** start ARTICLE **

Friday, 27 January 2017

National Dairy Development Board

           The National Dairy Development Board is an institution of national importance set up by an Act of Parliament of India. The main office is in Anand, Gujarat with regional offices throughout the country. NDDB's subsidiaries include IDMC Limited-Anand, Mother Dairy, Delhi, NDDB Dairy Services, Delhi and Indian Immunologicals Ltd, Hyderabad.                         
           It was founded by Dr. Verghese Kurien. The National Dairy Development Board (NDDB) was created in 1965, fulfilling the desire of the then prime minister of India — the late Lal Bahadur Shastri to extend the success of the Kaira Cooperative Milk Producers' Union (Amul) to other parts of India.
That success combined the wisdom and energy of farmers with professional management to successfully capture liquid milk and milk product markets while supporting farmer investment with inputs and services. The major success of this mission was achieved through the World Bank financed Operation Flood, which lasted for 26 years (1970 to 1996) and was responsible for making India the world's largest producer of milk. This operation was started with the objective of increasing milk production, augmenting farmer income and providing fair prices for consumers.
          NDDB has now integrated 1,17,575 dairy co-operatives in what it calls the Anand Pattern, linking the village society to the state federations in a three-tier structure.
NDDB launched its Perspective Plan 2010 with four thrust areas: Quality Assurance, Productivity Enhancement, Institution Building and National Information.

** end ARTICLE **
** start ENTRIES SHOWN **

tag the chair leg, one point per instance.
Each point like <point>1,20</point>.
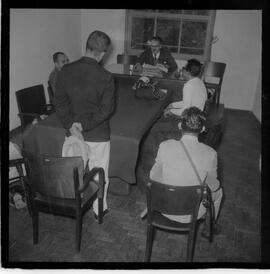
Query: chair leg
<point>35,217</point>
<point>78,233</point>
<point>190,245</point>
<point>100,210</point>
<point>149,242</point>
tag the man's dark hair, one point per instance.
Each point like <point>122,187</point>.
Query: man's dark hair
<point>157,38</point>
<point>98,41</point>
<point>193,66</point>
<point>192,120</point>
<point>55,56</point>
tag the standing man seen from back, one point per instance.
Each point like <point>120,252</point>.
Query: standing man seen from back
<point>85,101</point>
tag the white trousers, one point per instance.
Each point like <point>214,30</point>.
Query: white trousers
<point>99,156</point>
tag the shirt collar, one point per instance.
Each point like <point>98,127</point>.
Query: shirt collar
<point>190,137</point>
<point>157,55</point>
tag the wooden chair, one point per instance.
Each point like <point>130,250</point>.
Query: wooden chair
<point>58,186</point>
<point>214,69</point>
<point>31,104</point>
<point>214,126</point>
<point>50,93</point>
<point>126,59</point>
<point>172,200</point>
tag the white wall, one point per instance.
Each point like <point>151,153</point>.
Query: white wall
<point>239,46</point>
<point>110,21</point>
<point>35,34</point>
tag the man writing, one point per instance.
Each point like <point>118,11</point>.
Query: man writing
<point>85,100</point>
<point>157,55</point>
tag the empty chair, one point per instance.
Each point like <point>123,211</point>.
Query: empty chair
<point>214,69</point>
<point>214,126</point>
<point>31,104</point>
<point>126,59</point>
<point>172,200</point>
<point>58,186</point>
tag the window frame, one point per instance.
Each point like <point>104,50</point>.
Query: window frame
<point>210,19</point>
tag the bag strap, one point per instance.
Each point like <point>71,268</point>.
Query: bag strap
<point>192,164</point>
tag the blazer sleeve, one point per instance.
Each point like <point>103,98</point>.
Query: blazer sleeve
<point>171,62</point>
<point>156,173</point>
<point>106,108</point>
<point>143,58</point>
<point>62,103</point>
<point>212,180</point>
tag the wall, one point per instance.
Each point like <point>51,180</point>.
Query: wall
<point>35,34</point>
<point>257,108</point>
<point>109,21</point>
<point>239,46</point>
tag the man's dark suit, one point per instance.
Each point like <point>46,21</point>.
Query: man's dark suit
<point>85,94</point>
<point>164,56</point>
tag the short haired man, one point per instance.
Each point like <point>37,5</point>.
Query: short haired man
<point>59,59</point>
<point>173,167</point>
<point>194,95</point>
<point>84,102</point>
<point>157,54</point>
<point>194,90</point>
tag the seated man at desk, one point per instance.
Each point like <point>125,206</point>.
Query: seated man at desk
<point>194,95</point>
<point>157,55</point>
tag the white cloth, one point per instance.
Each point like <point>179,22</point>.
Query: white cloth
<point>173,167</point>
<point>99,156</point>
<point>194,95</point>
<point>14,153</point>
<point>73,147</point>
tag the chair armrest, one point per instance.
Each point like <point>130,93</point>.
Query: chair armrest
<point>89,176</point>
<point>34,115</point>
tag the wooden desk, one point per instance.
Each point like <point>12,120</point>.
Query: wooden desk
<point>130,121</point>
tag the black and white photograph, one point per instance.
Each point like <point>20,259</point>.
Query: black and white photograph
<point>134,137</point>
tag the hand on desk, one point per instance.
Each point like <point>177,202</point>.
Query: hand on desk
<point>76,130</point>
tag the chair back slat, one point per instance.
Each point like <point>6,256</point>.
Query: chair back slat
<point>126,59</point>
<point>53,176</point>
<point>173,200</point>
<point>31,100</point>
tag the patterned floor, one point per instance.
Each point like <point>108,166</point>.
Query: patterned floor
<point>122,236</point>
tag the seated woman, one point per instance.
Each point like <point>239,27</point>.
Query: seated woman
<point>194,95</point>
<point>194,90</point>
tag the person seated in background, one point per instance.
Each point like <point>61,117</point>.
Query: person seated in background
<point>172,165</point>
<point>157,55</point>
<point>194,90</point>
<point>59,59</point>
<point>194,94</point>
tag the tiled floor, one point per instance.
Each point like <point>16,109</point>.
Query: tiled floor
<point>121,238</point>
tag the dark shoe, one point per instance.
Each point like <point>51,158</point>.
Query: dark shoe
<point>104,213</point>
<point>215,231</point>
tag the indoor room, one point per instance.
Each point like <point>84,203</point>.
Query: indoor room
<point>100,104</point>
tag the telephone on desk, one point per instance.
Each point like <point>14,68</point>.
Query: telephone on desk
<point>146,88</point>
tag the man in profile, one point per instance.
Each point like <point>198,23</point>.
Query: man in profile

** end ENTRIES SHOWN **

## EXERCISE INSTRUCTIONS
1 - According to the article on the National Dairy Development Board, in what year was the board created?
2 - Write the next part of the article on the National Dairy Development Board, picking up after its last sentence.
The items have nothing to do with the work here.

## ANSWERS TO THE EXERCISE
1 - 1965

2 -
Operation Flood


                Operation Flood, launched in 1970, was a project of India's National Dairy Development Board (NDDB), which was the world's biggest dairy development program. It transformed India from a milk-deficient nation into the world's largest milk producer, surpassing the USA in 1998, with about 17 percent of global output in 2010–11. In 30 years it doubled milk available per person, and made dairy farming India’s largest self-sustainable rural employment generator. It was launched to help farmers direct their own development, placing control of the resources they create in their own hands. All this was achieved not merely by mass production, but by production by the masses.
               Operation Flood is the program behind "the white revolution." It created a national milk grid linking producers throughout India with consumers in over 700 towns and cities, reducing seasonal and regional price variations while ensuring that the producer gets a major share of the price consumers pay, by cutting out middlemen. The bedrock of Operation Flood has been village milk producers' co-operatives, which procure milk and provide inputs and services, making modern management and technology available to members. Operation Flood's objectives included:
  • Increase milk production ("a flood of milk")
  • Augment rural incomes
  • Fair prices for consumers 

Program implementation

Operation Flood was implemented in three phases.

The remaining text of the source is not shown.